• _Records for this task_
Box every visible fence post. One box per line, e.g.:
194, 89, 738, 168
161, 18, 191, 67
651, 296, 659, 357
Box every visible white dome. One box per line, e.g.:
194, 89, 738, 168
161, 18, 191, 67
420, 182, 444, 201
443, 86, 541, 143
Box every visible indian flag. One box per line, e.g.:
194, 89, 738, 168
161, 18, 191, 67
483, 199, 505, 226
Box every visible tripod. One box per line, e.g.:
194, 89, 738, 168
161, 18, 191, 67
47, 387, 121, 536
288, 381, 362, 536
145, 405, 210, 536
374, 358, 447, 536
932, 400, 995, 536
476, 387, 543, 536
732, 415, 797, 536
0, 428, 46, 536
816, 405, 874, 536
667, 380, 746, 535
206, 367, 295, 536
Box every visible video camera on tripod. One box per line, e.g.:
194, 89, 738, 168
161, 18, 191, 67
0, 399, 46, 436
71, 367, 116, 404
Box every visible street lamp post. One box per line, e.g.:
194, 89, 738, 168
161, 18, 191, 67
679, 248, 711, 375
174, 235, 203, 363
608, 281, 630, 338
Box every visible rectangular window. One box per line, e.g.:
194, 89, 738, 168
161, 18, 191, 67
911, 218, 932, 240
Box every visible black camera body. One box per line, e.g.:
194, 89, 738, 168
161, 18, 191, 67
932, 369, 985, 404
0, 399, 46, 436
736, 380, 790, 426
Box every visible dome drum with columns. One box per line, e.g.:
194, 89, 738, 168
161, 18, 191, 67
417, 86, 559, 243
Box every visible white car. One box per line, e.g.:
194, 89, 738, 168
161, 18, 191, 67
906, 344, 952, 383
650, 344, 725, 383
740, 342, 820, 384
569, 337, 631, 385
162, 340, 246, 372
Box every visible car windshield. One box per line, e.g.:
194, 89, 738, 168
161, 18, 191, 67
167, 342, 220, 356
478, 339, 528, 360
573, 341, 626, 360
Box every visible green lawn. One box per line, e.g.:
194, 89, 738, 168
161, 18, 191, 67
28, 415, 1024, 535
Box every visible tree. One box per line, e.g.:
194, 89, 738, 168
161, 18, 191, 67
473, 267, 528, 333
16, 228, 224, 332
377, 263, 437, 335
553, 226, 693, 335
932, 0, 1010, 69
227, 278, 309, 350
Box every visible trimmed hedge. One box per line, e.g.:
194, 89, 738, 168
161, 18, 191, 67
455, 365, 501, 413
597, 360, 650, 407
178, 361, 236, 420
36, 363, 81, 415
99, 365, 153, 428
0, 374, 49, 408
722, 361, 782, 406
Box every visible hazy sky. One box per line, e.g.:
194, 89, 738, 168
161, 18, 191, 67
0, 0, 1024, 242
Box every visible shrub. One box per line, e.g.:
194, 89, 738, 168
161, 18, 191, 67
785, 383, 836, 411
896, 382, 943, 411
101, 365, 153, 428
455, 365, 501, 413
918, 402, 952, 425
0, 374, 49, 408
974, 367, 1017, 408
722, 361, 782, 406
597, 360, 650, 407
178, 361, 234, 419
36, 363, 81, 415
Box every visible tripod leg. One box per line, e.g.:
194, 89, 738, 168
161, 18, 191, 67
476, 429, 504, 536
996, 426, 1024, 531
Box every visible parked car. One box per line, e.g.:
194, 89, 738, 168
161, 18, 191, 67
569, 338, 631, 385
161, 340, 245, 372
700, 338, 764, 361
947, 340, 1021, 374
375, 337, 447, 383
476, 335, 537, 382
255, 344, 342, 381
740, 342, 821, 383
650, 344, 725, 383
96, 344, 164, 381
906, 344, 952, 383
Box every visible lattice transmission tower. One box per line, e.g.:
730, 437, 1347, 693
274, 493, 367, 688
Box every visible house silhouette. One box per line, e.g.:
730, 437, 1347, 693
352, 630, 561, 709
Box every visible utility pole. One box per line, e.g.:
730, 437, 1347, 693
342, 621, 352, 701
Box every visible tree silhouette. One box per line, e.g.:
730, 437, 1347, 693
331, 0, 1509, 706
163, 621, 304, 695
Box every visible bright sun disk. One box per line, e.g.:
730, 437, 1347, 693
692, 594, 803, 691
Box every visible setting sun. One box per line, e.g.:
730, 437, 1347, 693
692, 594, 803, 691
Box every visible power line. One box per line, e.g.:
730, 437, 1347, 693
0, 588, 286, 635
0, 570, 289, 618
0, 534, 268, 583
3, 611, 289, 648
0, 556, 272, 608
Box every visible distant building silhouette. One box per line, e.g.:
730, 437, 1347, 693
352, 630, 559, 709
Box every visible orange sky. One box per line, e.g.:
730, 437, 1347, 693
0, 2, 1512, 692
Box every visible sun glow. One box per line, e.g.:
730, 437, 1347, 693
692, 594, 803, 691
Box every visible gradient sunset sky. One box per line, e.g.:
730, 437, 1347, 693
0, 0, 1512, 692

==

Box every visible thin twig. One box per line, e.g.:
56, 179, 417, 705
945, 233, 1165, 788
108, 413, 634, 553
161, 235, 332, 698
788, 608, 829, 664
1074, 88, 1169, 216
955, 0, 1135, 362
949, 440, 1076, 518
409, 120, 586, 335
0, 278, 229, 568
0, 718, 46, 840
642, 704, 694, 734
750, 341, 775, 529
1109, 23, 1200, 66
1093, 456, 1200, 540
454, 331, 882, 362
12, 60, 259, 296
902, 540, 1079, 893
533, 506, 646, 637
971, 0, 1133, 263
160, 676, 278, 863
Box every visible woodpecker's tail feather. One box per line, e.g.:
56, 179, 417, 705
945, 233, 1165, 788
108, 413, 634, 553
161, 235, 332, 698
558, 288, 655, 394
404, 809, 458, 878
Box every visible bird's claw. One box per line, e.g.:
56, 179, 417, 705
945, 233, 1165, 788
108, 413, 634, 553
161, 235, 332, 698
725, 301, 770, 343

• _Objective_
In the data, change "parked car" to "parked vehicle" and write out again the lines starting at the one containing "Box every visible parked" and ending at the one containing "96, 344, 164, 381", leaving everything else as it is.

• _Written reply_
Box every visible parked vehicle. One box per line, e.g.:
194, 89, 738, 168
161, 18, 191, 67
569, 338, 631, 385
161, 340, 245, 372
700, 338, 764, 361
947, 340, 1021, 374
375, 337, 447, 383
476, 335, 537, 382
255, 344, 342, 381
740, 342, 821, 383
650, 344, 725, 383
96, 344, 164, 381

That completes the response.